* **WHAT IS NEEDED**: Reproduce verbatim the lines below, from the line containing "Target: brick chimney" up to and including the line containing "[[[151,75],[152,64],[152,61],[150,59],[146,61],[146,74]]]".
──────────────────────────────
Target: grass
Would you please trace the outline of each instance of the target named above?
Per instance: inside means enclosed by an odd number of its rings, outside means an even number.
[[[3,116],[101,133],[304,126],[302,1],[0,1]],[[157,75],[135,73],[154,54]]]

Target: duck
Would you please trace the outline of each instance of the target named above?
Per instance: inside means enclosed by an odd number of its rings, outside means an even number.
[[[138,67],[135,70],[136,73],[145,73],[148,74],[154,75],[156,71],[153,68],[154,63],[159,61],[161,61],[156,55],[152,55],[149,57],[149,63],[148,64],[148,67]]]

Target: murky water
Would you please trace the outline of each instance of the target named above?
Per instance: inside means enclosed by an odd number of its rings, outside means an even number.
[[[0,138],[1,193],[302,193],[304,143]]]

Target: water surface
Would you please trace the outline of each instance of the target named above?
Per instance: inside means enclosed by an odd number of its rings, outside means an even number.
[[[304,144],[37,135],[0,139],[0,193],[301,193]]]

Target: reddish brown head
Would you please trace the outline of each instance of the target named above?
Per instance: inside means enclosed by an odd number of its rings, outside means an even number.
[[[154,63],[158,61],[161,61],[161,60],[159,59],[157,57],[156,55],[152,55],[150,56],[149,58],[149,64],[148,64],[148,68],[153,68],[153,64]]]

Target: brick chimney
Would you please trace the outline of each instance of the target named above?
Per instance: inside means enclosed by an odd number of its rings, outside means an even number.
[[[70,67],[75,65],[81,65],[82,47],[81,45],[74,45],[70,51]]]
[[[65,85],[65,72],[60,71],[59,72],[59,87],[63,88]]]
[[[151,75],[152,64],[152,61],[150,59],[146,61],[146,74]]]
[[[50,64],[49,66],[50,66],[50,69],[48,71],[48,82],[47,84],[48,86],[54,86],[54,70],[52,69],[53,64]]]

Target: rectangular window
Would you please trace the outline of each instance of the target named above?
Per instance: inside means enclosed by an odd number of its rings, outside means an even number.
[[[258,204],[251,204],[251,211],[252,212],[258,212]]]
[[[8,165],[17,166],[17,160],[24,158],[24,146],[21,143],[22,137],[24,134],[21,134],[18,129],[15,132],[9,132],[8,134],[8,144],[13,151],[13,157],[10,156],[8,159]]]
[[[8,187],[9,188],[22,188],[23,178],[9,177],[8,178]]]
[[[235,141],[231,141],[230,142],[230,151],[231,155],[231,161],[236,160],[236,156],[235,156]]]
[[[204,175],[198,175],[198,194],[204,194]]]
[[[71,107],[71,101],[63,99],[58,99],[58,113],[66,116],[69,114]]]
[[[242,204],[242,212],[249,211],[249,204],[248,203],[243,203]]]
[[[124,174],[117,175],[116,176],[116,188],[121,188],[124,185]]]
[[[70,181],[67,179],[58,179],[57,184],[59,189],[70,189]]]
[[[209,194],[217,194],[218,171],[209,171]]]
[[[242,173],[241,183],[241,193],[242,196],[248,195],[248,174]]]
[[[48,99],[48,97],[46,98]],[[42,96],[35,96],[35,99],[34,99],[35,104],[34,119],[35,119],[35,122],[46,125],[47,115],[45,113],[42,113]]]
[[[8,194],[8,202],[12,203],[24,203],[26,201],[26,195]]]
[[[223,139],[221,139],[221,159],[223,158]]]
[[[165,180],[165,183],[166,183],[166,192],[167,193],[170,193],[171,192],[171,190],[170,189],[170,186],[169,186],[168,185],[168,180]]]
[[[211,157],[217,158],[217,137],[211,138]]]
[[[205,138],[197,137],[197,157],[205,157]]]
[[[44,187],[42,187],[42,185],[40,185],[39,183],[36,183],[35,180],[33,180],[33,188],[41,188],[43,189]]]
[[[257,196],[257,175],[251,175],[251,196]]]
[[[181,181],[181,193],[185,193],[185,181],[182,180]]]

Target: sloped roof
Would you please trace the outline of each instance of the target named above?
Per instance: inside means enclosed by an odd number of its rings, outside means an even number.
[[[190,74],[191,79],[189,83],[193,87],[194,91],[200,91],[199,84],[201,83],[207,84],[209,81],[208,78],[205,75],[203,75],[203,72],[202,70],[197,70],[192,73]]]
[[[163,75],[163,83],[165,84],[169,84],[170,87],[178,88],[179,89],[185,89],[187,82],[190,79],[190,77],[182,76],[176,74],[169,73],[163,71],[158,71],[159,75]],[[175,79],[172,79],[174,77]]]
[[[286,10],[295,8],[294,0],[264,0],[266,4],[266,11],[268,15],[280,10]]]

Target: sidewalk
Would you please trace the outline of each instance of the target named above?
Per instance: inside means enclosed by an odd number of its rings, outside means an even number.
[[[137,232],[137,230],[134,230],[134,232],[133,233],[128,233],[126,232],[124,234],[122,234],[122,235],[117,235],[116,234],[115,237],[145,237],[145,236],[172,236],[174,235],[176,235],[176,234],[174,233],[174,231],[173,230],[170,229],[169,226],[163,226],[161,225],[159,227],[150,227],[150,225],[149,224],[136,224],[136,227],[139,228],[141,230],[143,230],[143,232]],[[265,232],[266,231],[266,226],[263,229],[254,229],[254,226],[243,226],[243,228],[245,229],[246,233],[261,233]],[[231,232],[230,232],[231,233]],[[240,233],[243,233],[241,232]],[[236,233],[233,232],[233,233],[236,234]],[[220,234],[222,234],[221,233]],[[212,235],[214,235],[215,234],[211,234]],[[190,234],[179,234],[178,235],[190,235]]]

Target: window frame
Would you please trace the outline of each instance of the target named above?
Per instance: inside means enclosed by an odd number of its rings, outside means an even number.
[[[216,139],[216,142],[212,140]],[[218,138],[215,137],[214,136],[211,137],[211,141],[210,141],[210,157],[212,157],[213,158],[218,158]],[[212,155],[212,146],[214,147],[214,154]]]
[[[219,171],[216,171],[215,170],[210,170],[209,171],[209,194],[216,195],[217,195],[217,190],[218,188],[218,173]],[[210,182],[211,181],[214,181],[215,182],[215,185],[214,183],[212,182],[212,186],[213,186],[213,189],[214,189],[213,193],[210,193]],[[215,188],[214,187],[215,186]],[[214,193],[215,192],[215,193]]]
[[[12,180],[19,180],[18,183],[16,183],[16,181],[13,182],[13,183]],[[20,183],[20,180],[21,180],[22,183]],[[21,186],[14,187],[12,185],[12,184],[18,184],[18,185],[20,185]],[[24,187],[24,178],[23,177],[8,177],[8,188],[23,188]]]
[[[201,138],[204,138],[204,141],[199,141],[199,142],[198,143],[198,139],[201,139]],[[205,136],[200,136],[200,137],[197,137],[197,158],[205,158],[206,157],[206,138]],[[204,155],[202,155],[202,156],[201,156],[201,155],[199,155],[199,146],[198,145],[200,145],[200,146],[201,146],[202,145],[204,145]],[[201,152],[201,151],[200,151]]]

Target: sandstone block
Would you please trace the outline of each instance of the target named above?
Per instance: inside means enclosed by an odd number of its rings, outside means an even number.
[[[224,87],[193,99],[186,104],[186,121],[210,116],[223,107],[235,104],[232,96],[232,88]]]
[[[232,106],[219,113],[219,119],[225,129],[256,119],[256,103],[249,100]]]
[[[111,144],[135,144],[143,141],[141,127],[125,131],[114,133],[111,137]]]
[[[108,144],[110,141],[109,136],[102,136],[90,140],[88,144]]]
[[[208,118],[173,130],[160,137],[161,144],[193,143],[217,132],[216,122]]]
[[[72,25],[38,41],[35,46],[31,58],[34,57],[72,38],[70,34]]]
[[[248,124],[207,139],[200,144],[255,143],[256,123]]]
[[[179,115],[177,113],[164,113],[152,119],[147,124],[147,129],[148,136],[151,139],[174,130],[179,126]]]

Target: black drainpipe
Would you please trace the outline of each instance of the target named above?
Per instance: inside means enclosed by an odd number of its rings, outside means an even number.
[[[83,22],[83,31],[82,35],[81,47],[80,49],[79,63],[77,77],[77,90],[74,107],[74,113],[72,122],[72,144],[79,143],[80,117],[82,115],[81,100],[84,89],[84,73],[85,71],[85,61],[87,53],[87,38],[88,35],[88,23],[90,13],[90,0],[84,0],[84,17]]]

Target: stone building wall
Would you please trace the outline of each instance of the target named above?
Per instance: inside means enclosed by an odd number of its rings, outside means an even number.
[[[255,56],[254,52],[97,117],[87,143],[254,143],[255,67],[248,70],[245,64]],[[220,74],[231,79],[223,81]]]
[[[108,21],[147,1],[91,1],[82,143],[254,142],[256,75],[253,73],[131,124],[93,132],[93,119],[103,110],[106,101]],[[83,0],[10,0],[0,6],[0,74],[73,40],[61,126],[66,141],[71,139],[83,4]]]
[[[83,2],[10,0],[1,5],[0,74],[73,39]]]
──────────────────────────────
* **RESULT OF THIS EXERCISE**:
Target: brick chimney
Would you please trace the outline of each instance of the target named above?
Per instance: inside means enclosed by an odd number of its rings, outside means an even number.
[[[70,67],[75,65],[81,65],[82,47],[81,45],[74,45],[70,51]]]
[[[65,85],[65,72],[60,71],[59,72],[59,87],[63,88]]]
[[[151,75],[152,64],[152,61],[150,59],[146,61],[146,74]]]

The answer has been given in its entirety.